- [ABOUT THIS EXERCISE] Set down exactly, from the records below, the line with "point(469, 907)" through the line with "point(1230, 278)", and nothing else.

Start of DATASET

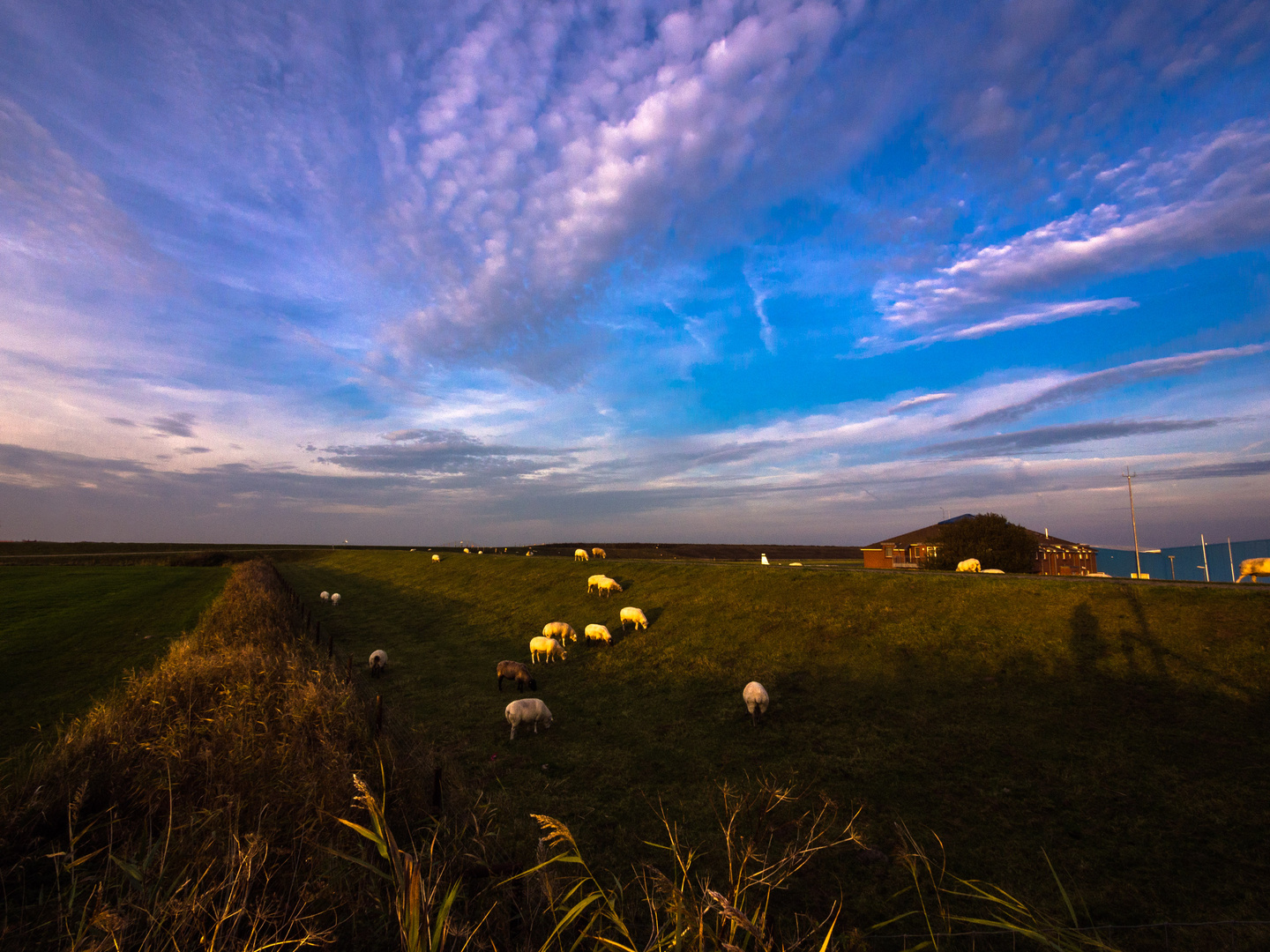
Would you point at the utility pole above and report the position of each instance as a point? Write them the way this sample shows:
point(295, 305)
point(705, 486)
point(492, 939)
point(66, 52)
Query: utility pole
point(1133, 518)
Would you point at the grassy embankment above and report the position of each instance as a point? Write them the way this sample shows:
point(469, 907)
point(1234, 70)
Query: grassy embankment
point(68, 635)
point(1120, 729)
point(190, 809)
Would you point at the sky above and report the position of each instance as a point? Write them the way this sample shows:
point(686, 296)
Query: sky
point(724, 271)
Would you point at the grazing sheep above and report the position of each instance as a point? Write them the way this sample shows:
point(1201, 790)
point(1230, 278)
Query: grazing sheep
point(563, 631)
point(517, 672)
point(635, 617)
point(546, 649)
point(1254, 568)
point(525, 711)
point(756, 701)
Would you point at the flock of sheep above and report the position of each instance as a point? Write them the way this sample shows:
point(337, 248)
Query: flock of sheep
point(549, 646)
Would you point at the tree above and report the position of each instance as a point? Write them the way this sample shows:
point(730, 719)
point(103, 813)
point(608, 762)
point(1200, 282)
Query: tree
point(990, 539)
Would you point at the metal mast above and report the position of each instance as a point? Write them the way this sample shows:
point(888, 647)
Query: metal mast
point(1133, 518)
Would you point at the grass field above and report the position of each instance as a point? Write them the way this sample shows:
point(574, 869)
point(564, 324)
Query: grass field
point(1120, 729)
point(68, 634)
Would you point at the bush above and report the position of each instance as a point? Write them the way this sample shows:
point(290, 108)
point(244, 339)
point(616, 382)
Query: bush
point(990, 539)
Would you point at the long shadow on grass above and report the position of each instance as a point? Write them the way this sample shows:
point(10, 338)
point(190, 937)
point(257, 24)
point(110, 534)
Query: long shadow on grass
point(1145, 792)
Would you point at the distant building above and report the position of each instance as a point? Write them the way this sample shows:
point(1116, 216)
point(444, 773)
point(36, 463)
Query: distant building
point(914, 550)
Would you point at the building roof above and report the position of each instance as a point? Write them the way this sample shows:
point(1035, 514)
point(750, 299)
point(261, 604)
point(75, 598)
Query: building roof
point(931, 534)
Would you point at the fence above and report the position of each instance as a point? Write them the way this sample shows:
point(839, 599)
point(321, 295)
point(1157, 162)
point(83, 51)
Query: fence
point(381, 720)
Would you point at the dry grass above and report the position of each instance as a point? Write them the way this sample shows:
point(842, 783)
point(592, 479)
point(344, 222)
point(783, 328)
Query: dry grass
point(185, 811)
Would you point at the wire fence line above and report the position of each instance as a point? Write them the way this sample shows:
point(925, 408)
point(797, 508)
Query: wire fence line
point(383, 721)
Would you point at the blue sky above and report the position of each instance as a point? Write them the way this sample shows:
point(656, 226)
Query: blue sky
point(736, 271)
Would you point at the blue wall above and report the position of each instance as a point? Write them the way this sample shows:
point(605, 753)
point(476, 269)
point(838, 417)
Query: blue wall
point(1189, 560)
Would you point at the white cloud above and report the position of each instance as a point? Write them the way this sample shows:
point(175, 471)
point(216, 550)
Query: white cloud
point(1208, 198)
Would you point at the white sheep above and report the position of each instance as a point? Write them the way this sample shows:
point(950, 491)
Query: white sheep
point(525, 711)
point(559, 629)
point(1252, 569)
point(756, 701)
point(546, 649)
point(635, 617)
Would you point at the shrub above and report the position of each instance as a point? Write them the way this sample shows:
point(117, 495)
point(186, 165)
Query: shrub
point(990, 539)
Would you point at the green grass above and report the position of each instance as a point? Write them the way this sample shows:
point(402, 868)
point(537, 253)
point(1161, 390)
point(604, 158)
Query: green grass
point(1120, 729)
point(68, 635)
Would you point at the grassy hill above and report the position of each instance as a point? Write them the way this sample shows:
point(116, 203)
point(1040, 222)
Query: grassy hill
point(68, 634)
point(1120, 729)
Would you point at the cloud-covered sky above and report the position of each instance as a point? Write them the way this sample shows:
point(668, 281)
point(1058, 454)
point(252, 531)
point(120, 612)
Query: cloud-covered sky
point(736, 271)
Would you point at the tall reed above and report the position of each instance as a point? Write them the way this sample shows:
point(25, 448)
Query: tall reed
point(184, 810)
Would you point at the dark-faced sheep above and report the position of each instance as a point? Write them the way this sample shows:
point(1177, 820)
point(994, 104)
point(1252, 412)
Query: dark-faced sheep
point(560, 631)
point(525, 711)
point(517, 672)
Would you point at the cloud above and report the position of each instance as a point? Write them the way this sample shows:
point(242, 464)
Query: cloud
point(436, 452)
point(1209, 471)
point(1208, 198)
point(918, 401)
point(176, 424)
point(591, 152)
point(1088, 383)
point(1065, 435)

End of DATASET
Start of DATASET

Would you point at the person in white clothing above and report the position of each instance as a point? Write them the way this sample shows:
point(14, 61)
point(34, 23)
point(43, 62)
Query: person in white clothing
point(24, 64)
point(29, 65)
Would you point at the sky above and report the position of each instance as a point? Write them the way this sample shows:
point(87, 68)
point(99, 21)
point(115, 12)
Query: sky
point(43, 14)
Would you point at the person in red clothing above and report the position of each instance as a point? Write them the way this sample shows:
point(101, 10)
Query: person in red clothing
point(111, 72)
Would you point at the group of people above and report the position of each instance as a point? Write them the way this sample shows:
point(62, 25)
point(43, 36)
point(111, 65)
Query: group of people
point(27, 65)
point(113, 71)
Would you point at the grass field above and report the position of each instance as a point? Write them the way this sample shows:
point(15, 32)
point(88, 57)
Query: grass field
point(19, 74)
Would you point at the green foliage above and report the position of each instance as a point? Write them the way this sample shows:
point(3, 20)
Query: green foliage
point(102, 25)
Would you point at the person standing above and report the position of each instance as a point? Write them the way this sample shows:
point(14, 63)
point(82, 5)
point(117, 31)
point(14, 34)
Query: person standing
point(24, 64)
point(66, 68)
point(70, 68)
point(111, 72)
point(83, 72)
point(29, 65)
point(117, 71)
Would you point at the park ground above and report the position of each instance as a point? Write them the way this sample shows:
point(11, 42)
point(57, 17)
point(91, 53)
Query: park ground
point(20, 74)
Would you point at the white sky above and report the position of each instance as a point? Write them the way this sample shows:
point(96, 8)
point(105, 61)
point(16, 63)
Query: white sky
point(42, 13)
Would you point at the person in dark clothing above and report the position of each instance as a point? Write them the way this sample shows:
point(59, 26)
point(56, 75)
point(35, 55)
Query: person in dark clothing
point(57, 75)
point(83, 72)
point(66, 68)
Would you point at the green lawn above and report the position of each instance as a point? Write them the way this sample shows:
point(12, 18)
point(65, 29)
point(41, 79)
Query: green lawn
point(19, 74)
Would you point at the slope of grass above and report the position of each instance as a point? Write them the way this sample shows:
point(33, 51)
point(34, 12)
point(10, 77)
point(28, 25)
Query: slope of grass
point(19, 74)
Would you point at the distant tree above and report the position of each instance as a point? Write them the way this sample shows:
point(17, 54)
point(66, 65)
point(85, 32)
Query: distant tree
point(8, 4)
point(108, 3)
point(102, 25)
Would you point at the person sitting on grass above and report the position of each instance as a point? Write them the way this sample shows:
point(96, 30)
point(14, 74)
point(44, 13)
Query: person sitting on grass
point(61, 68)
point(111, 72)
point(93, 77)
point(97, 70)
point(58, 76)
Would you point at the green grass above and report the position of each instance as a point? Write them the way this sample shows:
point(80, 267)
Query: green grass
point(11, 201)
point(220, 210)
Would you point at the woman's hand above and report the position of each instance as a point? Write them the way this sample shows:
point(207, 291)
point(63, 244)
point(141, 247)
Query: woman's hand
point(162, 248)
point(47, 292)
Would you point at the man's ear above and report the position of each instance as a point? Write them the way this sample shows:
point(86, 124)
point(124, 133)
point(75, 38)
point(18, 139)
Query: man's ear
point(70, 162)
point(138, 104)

End of DATASET

- [YOUR SOLUTION]
point(469, 907)
point(1234, 70)
Query: grassy embankment
point(68, 635)
point(1120, 729)
point(190, 809)
Would you point at the sky above and report the position of each instance as a point? Write them the way this sample shows:
point(686, 296)
Query: sky
point(724, 271)
Would you point at the grazing sheep above and report the position of each instance as a point? Write them the way this sample shows:
point(1201, 790)
point(1230, 278)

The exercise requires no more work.